------ Extracted information

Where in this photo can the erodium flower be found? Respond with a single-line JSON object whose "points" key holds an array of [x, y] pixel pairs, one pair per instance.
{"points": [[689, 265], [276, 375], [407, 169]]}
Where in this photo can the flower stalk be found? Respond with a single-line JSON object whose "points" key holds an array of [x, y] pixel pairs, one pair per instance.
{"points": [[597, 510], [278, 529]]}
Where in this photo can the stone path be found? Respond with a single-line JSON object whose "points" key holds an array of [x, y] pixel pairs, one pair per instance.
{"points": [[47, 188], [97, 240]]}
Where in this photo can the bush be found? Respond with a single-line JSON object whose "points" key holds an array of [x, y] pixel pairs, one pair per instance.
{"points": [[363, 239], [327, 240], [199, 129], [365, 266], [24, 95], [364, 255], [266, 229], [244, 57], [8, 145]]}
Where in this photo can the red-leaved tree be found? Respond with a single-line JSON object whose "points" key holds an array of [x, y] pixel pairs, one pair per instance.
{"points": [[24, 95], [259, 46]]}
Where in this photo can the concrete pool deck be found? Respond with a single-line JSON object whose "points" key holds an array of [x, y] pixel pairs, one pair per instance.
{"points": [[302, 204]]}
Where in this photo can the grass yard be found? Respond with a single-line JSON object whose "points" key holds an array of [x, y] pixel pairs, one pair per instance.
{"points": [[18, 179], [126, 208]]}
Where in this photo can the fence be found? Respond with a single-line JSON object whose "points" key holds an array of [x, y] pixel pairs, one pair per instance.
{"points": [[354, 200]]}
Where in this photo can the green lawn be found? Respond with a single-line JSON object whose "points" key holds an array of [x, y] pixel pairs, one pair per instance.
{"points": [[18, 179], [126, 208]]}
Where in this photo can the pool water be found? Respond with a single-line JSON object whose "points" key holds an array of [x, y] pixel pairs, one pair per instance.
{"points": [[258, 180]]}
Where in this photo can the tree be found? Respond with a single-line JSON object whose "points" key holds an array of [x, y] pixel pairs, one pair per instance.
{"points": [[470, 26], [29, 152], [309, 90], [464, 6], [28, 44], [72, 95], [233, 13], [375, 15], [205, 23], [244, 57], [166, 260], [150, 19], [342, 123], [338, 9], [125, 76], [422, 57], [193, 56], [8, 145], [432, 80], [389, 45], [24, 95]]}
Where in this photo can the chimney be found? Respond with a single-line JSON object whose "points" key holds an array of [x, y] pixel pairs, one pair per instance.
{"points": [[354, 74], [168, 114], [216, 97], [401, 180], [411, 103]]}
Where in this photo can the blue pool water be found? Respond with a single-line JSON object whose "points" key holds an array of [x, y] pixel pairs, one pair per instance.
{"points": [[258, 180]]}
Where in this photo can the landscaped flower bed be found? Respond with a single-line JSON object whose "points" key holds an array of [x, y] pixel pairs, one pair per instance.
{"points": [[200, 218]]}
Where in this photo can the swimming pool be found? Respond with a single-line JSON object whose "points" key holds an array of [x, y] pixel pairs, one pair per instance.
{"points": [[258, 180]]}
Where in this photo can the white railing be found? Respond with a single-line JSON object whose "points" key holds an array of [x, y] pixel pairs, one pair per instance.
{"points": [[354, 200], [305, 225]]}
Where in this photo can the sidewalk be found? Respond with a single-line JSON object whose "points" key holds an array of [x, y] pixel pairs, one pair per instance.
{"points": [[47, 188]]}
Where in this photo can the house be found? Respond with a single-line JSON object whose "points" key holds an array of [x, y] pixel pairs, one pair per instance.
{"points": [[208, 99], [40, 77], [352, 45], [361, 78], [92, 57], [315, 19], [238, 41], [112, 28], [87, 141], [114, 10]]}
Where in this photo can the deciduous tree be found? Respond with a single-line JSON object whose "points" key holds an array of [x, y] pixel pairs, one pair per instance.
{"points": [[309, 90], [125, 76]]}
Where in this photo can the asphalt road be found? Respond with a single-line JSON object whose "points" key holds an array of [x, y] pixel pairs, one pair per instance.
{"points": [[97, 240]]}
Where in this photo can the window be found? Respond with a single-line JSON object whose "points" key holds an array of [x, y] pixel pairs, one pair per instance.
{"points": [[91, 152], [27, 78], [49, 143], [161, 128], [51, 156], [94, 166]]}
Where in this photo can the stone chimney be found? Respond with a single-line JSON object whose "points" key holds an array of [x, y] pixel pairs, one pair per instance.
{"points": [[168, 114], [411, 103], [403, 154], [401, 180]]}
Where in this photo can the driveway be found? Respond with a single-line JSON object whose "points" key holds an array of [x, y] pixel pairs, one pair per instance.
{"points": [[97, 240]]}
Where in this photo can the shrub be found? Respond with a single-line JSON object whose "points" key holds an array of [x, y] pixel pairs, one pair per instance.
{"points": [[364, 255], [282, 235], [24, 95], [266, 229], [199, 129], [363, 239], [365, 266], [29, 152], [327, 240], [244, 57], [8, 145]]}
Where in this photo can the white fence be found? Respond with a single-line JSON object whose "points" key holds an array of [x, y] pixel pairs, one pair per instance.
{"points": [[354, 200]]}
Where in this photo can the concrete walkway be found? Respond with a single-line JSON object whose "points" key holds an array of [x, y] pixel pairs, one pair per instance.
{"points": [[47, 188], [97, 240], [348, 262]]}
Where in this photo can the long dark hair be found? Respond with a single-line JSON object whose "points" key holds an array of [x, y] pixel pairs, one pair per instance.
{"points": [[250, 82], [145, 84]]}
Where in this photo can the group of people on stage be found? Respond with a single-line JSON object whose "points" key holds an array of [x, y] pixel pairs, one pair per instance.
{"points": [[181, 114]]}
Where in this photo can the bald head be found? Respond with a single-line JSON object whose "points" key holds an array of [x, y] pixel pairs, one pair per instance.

------------

Given instruction:
Update all of the lines above by changing every "pixel pairs" to "coordinate pairs" and leaving the rest untouched.

Response for this exercise:
Where in this photo can the erodium flower be found? Respond with a single-line JSON object whose "points" key holds an array of [x, y] coordinate pairs, one pair per instance.
{"points": [[689, 265], [276, 375], [407, 169]]}
Where in this photo can the flower stalk be found? Respond with a single-line JSON object whose "points" key holds an array of [x, y] coordinate pairs, one pair per instance.
{"points": [[597, 510], [278, 529]]}
Where in this photo can the stone path be found? Respond with a single-line JSON object whose "points" key holds an array of [x, y] coordinate pairs, one pair per instance.
{"points": [[47, 188], [97, 240]]}
Where in this photo can the bush be found? Respond with a single-line JSON object whose "points" key holds an array of [x, y] coordinate pairs, one pair per instance.
{"points": [[363, 239], [327, 240], [199, 129], [365, 266], [24, 95], [364, 255], [266, 229], [244, 57], [8, 145]]}
Where in this photo can the red-leaved tree be found? Respond with a single-line JSON object whose "points" key holds an array of [x, y] coordinate pairs, one pair per instance.
{"points": [[24, 95], [259, 46]]}
Where in this photo can the concrete pool deck be found? Respond with a single-line JSON object whose "points" key holds an array of [x, y] coordinate pairs, one pair per instance.
{"points": [[302, 204]]}
Where in this photo can the grass yard be found? Respond with a single-line JSON object whose "points" key holds an array of [x, y] coordinate pairs, one pair per instance.
{"points": [[18, 179], [126, 208]]}
Where in this photo can the fence be found? Respond with a single-line JSON object whose "points" key holds an array of [x, y] coordinate pairs, one pair per instance.
{"points": [[354, 200]]}
Where in this photo can the green lawn be found? Respond with a single-line JSON object whose "points" key holds an array of [x, y] coordinate pairs, one pair per instance.
{"points": [[18, 179], [126, 208]]}
Where in this photo can the pool water be found? Respond with a single-line JSON object whose "points" key holds an array of [x, y] coordinate pairs, one pair per instance.
{"points": [[258, 180]]}
Where in this photo can the tree be found? Respond with a single-line JSON object whose "points" key holds an array of [x, y] coordinate pairs, one pair per instance.
{"points": [[470, 26], [29, 152], [309, 90], [464, 6], [28, 44], [72, 95], [233, 13], [375, 15], [205, 23], [244, 57], [166, 260], [150, 19], [342, 123], [338, 9], [125, 76], [422, 57], [193, 56], [8, 145], [432, 80], [389, 45], [24, 95]]}
Where in this photo can the chimney be found? Respond with a single-line JSON object whose "points" key holds an array of [x, y] coordinate pairs, one pair per instance.
{"points": [[354, 74], [168, 114], [216, 97], [401, 180], [411, 103]]}
Where in this photo can the blue pool water be found? Respond with a single-line JSON object whose "points" key holds an array of [x, y] coordinate pairs, one pair per instance.
{"points": [[258, 180]]}
Where in this photo can the landscaped flower bed be found? Respond with a single-line JSON object whose "points" key holds an array of [x, y] coordinate pairs, one pair per instance.
{"points": [[200, 218]]}
Where in this photo can the swimming pool be found? Respond with a single-line JSON object whose "points" key holds an array of [x, y] coordinate pairs, one pair per instance.
{"points": [[258, 180]]}
Where in this photo can the white railing be found? Respond with a single-line JSON object whose "points" key holds an array of [x, y] coordinate pairs, one pair per instance.
{"points": [[354, 200], [305, 225]]}
Where in this photo can the sidewalk be found? Respond with a single-line JSON object whose "points" key holds an array of [x, y] coordinate pairs, one pair per instance.
{"points": [[47, 188]]}
Where in this photo can the house be found? Respond with a single-line JSON object whose "points" key holds an array of [x, y] coordinate pairs, one pair per instance.
{"points": [[208, 99], [40, 77], [352, 45], [361, 78], [92, 57], [315, 19], [238, 41], [112, 28], [87, 141], [114, 10]]}
Where in this photo can the deciduous tree be found? Respond with a single-line JSON object whose "points" key holds an array of [x, y] coordinate pairs, one pair per instance.
{"points": [[309, 90], [125, 76]]}
Where in this photo can the asphalt road be found? Respond with a single-line JSON object whose "points" key holds an array of [x, y] coordinate pairs, one pair per instance.
{"points": [[97, 240]]}
Where in this photo can the window be found? Respond with a single-line JSON object whose "points" key holds an array of [x, y] coordinate pairs, one pair per instance.
{"points": [[91, 152], [27, 78], [49, 143], [161, 128], [51, 156], [94, 166]]}
Where in this photo can the stone chimney be found? Respond with a single-line JSON object whose "points" key holds an array of [x, y] coordinate pairs, one pair per instance.
{"points": [[168, 114], [411, 103], [403, 154], [401, 180]]}
Where in this photo can the driveway be found? Respond with a single-line JSON object whose "points" key holds an array of [x, y] coordinate pairs, one pair per instance.
{"points": [[97, 240]]}
Where in this photo can the shrub be found? Respond with a single-line JSON object whose "points" key holds an array of [x, y] coordinate pairs, one pair per instance.
{"points": [[364, 255], [282, 235], [24, 95], [266, 229], [199, 129], [363, 239], [365, 266], [29, 152], [327, 240], [244, 57], [8, 145]]}
Where in this photo can the white fence be found? Respond with a single-line JSON object whose "points" key holds an array of [x, y] coordinate pairs, one pair per instance.
{"points": [[354, 200]]}
Where in this photo can the concrete walkway be found? Respond with a single-line JSON object whose "points" key holds an array of [x, y] coordinate pairs, one pair per instance.
{"points": [[47, 188], [97, 240], [348, 262]]}
Where in this photo can the long dark hair be found? Respond with a single-line JSON object whose "points" key holds an array of [x, y] coordinate pairs, one pair per instance.
{"points": [[250, 82], [145, 84]]}
Where in this photo can the group of people on stage be found? Respond with a single-line JSON object whose "points" key holds an array of [x, y] coordinate pairs, one pair per instance.
{"points": [[181, 114]]}
Where in this photo can the bald head be found? Respond with a single-line JSON object whose "points" key holds an array of [x, y] coordinate pairs, one pair per instance.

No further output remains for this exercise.